* Start Task inputs *
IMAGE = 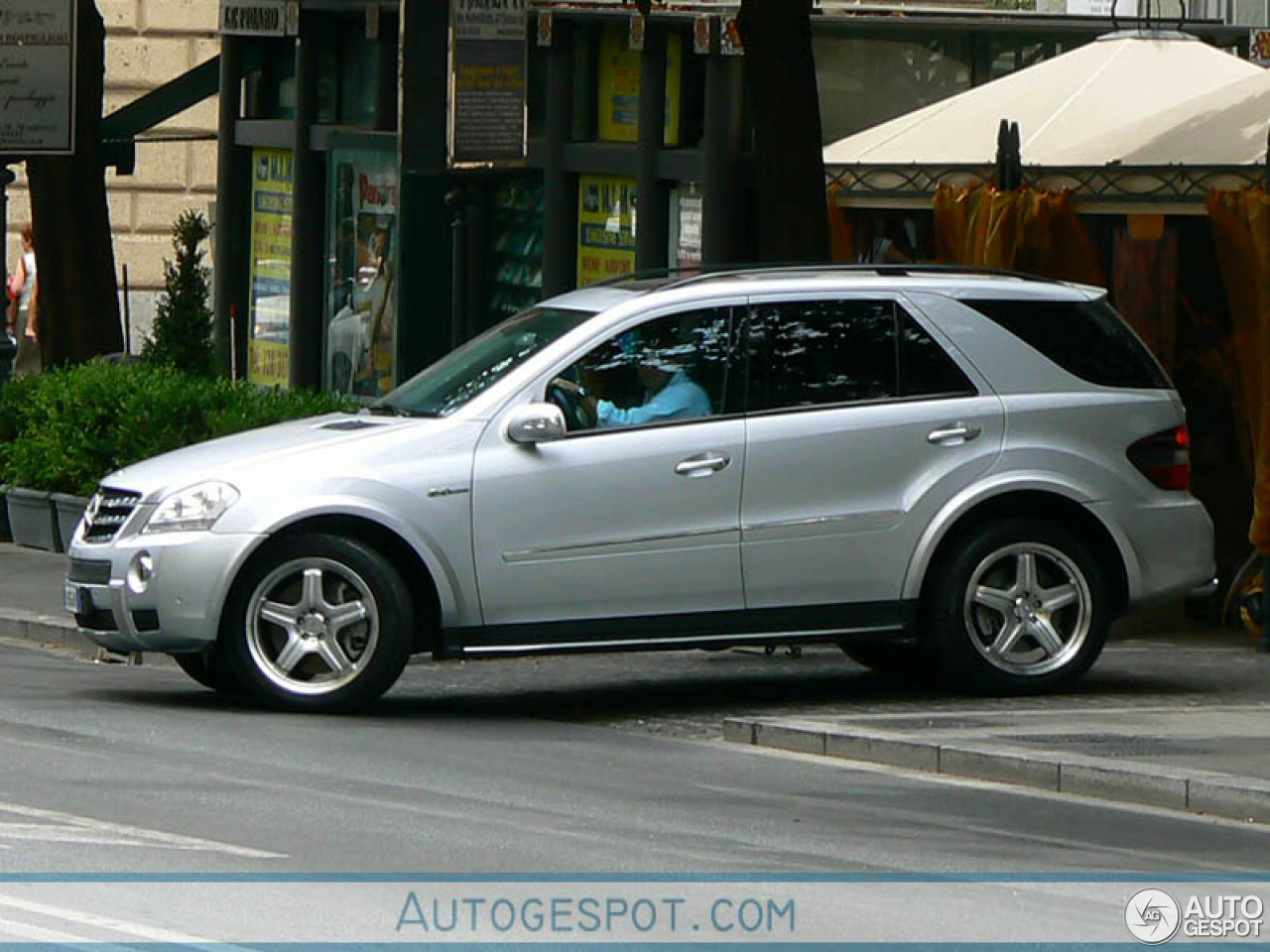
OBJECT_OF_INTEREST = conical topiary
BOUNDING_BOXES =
[141,209,213,377]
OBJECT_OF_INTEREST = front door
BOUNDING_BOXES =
[472,305,745,641]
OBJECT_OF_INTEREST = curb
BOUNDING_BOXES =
[0,608,96,653]
[722,717,1270,824]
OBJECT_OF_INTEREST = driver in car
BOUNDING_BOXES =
[555,332,711,427]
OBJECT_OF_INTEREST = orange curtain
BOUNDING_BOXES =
[935,185,1105,285]
[825,185,856,262]
[1207,185,1270,553]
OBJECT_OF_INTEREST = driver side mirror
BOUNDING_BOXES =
[507,404,566,443]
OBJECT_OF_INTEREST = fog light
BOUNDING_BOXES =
[128,552,155,595]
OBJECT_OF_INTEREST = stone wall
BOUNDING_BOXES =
[6,0,218,346]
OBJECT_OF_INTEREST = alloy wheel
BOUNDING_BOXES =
[246,557,380,695]
[964,542,1093,676]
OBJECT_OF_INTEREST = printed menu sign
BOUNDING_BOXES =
[0,0,75,158]
[449,0,526,167]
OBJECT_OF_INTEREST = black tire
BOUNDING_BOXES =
[838,639,940,679]
[221,534,414,713]
[922,517,1112,694]
[172,648,242,697]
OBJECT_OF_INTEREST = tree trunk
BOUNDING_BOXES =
[27,0,123,367]
[736,0,829,263]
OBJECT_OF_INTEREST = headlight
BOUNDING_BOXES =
[141,482,239,534]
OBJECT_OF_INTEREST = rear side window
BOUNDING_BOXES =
[748,298,975,410]
[960,298,1171,390]
[749,299,899,410]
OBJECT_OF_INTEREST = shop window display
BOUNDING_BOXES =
[322,147,398,398]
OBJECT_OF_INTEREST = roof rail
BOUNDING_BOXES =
[586,262,1060,289]
[668,262,1058,287]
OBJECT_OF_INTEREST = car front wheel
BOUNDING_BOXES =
[221,534,414,713]
[926,520,1111,693]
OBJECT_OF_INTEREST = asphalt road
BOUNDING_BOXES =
[0,629,1270,876]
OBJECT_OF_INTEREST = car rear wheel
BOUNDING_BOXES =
[925,520,1111,693]
[221,534,414,713]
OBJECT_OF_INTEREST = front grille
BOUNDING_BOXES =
[132,608,159,631]
[66,558,110,585]
[75,608,119,631]
[83,486,141,542]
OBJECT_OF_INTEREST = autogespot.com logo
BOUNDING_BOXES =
[1124,889,1183,946]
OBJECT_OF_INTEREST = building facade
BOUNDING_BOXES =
[6,0,219,352]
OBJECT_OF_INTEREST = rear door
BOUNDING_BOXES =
[742,295,1003,608]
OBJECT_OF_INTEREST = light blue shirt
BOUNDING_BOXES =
[595,371,712,426]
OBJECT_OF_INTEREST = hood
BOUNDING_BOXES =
[101,414,475,503]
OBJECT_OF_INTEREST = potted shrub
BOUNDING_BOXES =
[0,359,355,551]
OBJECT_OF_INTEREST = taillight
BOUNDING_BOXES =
[1129,426,1190,489]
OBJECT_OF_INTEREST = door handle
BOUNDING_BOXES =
[926,420,983,445]
[675,453,731,480]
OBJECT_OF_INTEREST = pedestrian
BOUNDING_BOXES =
[6,222,41,378]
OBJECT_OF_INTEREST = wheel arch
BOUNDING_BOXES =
[904,488,1135,616]
[217,513,442,653]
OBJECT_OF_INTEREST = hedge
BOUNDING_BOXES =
[0,359,357,496]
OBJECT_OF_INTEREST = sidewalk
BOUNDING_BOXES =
[0,543,1270,822]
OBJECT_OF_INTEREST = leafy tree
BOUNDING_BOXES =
* End Task inputs *
Reproduce all of the items above word for word, leaving the pictures out of your copy.

» **Solution to the problem**
IMAGE = 
OBJECT_OF_INTEREST = conical topiary
BOUNDING_BOXES =
[141,209,213,377]
OBJECT_OF_INTEREST = front door
BOUNDING_BOXES =
[472,305,745,641]
OBJECT_OF_INTEREST = curb
BOUNDING_BOXES =
[0,608,96,653]
[722,717,1270,824]
OBJECT_OF_INTEREST = driver in car
BOUNDING_BOXES =
[555,332,711,427]
OBJECT_OF_INTEREST = orange curtain
BOUNDING_BOXES =
[935,185,1105,285]
[825,185,856,262]
[1207,185,1270,553]
OBJECT_OF_INTEREST = driver side mirror
BOUNDING_BOXES =
[507,404,566,443]
OBJECT_OF_INTEREST = fog light
BOUNDING_BOXES =
[128,552,155,595]
OBJECT_OF_INTEREST = stone wall
BOUNDING_BOXES =
[6,0,218,346]
OBJECT_OF_INTEREST = alloy wheel
BOUNDING_BOXES =
[246,557,380,695]
[964,542,1093,676]
OBJECT_OF_INTEREST = printed menu sign
BOUNDING_BOXES =
[0,0,75,158]
[449,0,526,167]
OBJECT_OF_INTEREST = black tire
BOUNDING_BOXES =
[838,639,940,679]
[221,534,414,713]
[922,517,1112,694]
[172,648,242,697]
OBJECT_OF_INTEREST = tree trunk
BOUNDING_BOXES =
[27,0,123,367]
[736,0,829,263]
OBJECT_OF_INTEREST = headlight
BOUNDING_BOXES =
[141,482,239,534]
OBJECT_OF_INTEREST = rear side window
BOUNDING_BOXES =
[748,298,975,410]
[960,298,1171,390]
[749,299,899,410]
OBJECT_OF_INTEREST = shop window display
BOUNDING_BOXES =
[322,147,398,398]
OBJECT_OF_INTEREST = roof rail
BOUNDING_BOXES =
[586,262,1060,289]
[668,262,1058,287]
OBJECT_OF_INTEREST = car front wheel
BOUNDING_BOXES =
[221,534,414,713]
[926,520,1111,693]
OBJECT_OF_INTEREST = asphalt road
BOUNDING_BOXES =
[0,629,1270,876]
OBJECT_OF_INTEREST = car rear wheel
BOUNDING_BOXES =
[925,520,1111,693]
[221,534,414,713]
OBJECT_OF_INTEREST = front grille
BOUNDING_BOXES =
[132,608,159,631]
[66,558,110,585]
[75,608,119,631]
[83,486,141,542]
OBJECT_OF_INTEREST = autogespot.com logo
BOUNDING_BOXES =
[1124,889,1183,946]
OBJECT_OF_INTEREST = building facade
BOUNDING_BOXES =
[6,0,219,352]
OBJECT_OF_INTEREST = rear door
BOUNDING_BOXES =
[742,295,1003,608]
OBJECT_OF_INTEREST = light blue shirt
BOUNDING_BOXES =
[595,371,712,426]
OBJECT_OF_INTEREST = hood
BOUNDING_BOXES =
[101,414,475,503]
OBJECT_OF_INTEREST = potted shrub
BOUNDING_BOXES =
[0,359,355,551]
OBJECT_OF_INTEREST = taillight
BOUNDING_BOXES =
[1129,426,1190,489]
OBJECT_OF_INTEREST = door handle
BOUNDING_BOXES =
[926,420,983,445]
[675,453,731,480]
OBJECT_OF_INTEREST = pedestrian
BOUNDING_BOXES =
[6,222,41,378]
OBJECT_OF_INTEREST = wheel arch
BOUNDING_BOXES =
[904,488,1135,616]
[217,513,442,653]
OBJECT_OF_INTEREST = hedge
BOUNDING_BOXES =
[0,359,357,496]
OBJECT_OF_INTEREST = sidewalk
BOUNDING_BOXES =
[0,543,1270,822]
OBJECT_OF_INTEREST = leafy tree
BOUNDING_BOXES =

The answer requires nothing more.